▸ **PROBLEM DESCRIPTION**:
Starting at the line that has "locate the concrete" and ending with the last line of the records, write every line out again with 106 added to each coordinate in the answers. Copy all other lines unchanged.
==== DATA EXTRACT ====
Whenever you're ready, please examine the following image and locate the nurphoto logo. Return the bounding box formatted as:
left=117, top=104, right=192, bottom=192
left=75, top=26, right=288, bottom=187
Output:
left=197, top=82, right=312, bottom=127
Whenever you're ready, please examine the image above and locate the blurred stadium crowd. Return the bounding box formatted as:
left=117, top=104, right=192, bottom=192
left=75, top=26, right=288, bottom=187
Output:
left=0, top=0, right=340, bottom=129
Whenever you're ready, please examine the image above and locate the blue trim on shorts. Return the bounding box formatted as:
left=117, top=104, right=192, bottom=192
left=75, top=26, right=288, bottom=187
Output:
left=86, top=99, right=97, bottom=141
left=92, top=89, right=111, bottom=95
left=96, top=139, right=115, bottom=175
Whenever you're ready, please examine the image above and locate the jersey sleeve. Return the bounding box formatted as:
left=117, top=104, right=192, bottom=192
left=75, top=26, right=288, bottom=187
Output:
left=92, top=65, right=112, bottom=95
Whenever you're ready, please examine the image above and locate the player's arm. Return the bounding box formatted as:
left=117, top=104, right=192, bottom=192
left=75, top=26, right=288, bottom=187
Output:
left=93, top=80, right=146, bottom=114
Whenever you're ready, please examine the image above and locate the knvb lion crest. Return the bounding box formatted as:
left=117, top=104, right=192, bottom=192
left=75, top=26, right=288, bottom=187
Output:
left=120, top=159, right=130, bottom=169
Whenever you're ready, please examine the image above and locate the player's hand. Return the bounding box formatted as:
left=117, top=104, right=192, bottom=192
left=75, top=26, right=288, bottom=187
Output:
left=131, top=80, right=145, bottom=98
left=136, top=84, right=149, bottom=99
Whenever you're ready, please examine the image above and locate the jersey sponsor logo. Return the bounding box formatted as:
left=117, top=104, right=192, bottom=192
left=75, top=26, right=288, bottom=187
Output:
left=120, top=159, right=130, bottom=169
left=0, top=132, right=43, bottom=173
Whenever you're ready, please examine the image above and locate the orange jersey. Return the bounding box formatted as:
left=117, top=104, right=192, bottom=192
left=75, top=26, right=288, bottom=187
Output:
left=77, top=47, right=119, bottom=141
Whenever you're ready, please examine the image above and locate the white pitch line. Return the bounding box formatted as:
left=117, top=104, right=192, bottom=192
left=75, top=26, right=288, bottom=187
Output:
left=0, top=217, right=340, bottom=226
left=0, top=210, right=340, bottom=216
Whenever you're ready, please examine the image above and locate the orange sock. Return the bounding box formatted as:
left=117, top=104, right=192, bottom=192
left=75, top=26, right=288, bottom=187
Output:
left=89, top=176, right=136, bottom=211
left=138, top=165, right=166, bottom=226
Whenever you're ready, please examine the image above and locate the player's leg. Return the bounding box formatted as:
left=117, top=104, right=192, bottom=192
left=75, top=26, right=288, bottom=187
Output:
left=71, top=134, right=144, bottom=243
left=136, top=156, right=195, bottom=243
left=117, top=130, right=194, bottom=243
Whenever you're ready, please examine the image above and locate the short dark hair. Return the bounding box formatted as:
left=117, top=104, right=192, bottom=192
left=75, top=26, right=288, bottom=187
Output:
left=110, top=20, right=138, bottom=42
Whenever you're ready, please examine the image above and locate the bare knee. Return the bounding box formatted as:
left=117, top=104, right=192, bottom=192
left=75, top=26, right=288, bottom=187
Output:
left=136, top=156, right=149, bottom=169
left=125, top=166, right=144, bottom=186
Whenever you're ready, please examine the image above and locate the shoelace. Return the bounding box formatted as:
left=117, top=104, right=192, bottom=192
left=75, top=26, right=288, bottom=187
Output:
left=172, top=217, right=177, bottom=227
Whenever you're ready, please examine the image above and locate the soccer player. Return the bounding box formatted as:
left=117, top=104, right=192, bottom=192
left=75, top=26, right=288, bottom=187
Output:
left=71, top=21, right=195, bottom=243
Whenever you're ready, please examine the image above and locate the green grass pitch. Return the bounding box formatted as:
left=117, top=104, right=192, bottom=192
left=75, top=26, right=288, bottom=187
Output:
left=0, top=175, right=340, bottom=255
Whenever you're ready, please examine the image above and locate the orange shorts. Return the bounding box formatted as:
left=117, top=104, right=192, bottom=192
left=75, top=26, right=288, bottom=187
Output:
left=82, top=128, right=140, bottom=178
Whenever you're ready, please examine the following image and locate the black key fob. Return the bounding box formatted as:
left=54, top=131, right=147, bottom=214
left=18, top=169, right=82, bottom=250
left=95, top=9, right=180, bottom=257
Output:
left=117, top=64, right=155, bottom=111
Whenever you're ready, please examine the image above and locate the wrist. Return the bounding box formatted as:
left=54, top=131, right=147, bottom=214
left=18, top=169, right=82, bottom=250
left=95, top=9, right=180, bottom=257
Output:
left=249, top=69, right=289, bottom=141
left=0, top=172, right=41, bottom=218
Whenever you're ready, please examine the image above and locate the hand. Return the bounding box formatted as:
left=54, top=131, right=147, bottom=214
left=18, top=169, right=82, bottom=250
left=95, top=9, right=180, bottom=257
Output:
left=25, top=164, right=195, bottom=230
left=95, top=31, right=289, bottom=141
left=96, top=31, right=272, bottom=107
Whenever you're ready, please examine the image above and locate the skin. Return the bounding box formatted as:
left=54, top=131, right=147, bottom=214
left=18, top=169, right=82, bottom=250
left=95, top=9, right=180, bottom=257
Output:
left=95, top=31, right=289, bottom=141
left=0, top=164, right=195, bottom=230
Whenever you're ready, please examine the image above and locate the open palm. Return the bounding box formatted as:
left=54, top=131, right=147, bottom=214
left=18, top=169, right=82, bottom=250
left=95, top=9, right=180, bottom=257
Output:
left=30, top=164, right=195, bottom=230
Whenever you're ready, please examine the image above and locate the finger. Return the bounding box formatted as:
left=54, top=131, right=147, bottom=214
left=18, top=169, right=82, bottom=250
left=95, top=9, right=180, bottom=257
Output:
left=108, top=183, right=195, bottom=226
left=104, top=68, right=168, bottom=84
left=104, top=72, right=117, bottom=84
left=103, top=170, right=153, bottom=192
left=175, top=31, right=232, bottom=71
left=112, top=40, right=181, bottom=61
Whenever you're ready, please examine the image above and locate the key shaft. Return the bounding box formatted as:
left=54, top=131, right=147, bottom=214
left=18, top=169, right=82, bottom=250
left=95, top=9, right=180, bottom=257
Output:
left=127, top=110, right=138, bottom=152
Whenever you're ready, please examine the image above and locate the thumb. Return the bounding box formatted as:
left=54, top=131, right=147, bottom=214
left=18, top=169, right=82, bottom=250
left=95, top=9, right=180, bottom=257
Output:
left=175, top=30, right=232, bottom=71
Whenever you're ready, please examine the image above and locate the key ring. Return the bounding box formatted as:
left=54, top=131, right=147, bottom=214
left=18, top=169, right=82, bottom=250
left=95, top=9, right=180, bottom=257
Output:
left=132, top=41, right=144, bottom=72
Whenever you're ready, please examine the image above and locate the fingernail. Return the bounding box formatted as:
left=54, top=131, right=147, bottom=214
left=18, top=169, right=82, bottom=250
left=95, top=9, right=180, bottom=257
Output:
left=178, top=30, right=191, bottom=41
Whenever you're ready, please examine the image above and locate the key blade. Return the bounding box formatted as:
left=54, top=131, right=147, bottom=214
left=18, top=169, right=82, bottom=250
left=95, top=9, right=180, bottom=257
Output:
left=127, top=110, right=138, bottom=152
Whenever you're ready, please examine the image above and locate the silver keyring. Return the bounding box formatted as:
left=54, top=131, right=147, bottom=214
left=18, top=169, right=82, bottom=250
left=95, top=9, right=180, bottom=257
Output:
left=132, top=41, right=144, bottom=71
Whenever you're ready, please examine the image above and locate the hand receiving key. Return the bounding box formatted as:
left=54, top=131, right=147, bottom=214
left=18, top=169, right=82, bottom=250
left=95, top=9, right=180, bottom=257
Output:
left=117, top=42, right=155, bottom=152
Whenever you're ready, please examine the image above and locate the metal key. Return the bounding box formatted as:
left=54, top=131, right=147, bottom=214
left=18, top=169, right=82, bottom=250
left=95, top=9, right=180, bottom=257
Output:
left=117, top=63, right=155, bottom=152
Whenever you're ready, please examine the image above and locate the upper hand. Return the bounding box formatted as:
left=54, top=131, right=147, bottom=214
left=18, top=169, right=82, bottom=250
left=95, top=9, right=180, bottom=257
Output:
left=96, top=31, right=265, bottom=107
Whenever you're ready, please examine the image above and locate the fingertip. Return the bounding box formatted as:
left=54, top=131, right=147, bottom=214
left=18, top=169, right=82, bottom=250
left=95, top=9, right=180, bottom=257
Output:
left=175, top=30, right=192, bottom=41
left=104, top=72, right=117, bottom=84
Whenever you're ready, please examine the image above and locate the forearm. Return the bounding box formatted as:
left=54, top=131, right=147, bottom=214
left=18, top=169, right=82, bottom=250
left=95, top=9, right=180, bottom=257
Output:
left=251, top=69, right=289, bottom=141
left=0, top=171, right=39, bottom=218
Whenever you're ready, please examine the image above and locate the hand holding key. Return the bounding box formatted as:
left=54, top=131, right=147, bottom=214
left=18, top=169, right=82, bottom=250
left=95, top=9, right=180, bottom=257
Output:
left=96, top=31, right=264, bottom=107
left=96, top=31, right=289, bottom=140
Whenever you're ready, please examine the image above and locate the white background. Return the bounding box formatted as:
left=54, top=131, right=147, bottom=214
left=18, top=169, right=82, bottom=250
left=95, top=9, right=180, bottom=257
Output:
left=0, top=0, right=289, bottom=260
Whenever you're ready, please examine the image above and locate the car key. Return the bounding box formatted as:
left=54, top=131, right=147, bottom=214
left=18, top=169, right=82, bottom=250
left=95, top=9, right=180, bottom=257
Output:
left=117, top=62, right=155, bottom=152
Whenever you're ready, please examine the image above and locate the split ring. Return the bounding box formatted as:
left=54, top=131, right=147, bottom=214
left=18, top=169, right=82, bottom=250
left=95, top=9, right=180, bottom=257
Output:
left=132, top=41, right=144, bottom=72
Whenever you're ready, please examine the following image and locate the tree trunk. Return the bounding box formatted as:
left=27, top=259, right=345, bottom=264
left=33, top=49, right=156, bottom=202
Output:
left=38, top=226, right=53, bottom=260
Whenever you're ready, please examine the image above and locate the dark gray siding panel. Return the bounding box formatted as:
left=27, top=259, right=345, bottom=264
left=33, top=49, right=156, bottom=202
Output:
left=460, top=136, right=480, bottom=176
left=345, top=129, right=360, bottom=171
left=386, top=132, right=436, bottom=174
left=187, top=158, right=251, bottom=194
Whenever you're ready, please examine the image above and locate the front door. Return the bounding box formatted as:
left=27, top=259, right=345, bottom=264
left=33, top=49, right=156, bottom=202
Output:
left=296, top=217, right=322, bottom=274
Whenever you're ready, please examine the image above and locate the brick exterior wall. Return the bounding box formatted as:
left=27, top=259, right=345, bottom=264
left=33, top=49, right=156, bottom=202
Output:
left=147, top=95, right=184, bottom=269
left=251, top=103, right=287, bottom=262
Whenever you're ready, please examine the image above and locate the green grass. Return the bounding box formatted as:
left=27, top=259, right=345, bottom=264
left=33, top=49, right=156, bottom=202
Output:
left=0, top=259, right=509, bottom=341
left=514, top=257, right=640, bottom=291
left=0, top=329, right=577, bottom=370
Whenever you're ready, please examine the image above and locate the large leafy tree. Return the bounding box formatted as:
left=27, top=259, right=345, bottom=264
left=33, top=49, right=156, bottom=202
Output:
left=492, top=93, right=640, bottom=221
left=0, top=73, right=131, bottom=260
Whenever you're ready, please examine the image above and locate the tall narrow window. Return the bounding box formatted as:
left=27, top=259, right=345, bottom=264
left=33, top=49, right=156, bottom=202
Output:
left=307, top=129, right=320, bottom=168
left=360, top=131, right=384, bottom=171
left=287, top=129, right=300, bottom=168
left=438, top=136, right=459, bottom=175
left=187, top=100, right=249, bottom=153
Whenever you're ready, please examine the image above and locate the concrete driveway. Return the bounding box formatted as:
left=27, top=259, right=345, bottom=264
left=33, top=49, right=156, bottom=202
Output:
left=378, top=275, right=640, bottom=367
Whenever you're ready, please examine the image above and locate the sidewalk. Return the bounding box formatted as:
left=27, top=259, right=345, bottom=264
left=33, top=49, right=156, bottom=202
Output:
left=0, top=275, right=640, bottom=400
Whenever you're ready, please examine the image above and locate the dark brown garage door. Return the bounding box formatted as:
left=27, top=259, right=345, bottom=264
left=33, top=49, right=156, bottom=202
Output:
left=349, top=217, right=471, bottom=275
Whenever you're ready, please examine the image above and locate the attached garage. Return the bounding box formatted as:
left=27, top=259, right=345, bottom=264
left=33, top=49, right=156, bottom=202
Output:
====
▸ **TASK OUTPUT**:
Whenever you're ready, please examine the image above and locate the concrete driveway. Return the bounding box formatted as:
left=27, top=259, right=345, bottom=264
left=33, top=49, right=156, bottom=202
Output:
left=484, top=381, right=746, bottom=473
Whenever you're ready, please examine the image above and locate the sidewalk. Return the bounding box formatted as:
left=27, top=259, right=345, bottom=264
left=33, top=49, right=156, bottom=202
Output:
left=106, top=381, right=746, bottom=506
Whenever you're ready, please examine the image above and locate the dark brown garage door. Return the bounding box formatted as:
left=27, top=259, right=345, bottom=264
left=33, top=49, right=156, bottom=202
Output:
left=455, top=323, right=577, bottom=381
Whenever you're ready, please examine the image above and locate the attached garage. Return the bounding box formatted as:
left=27, top=259, right=345, bottom=264
left=33, top=49, right=156, bottom=202
Output:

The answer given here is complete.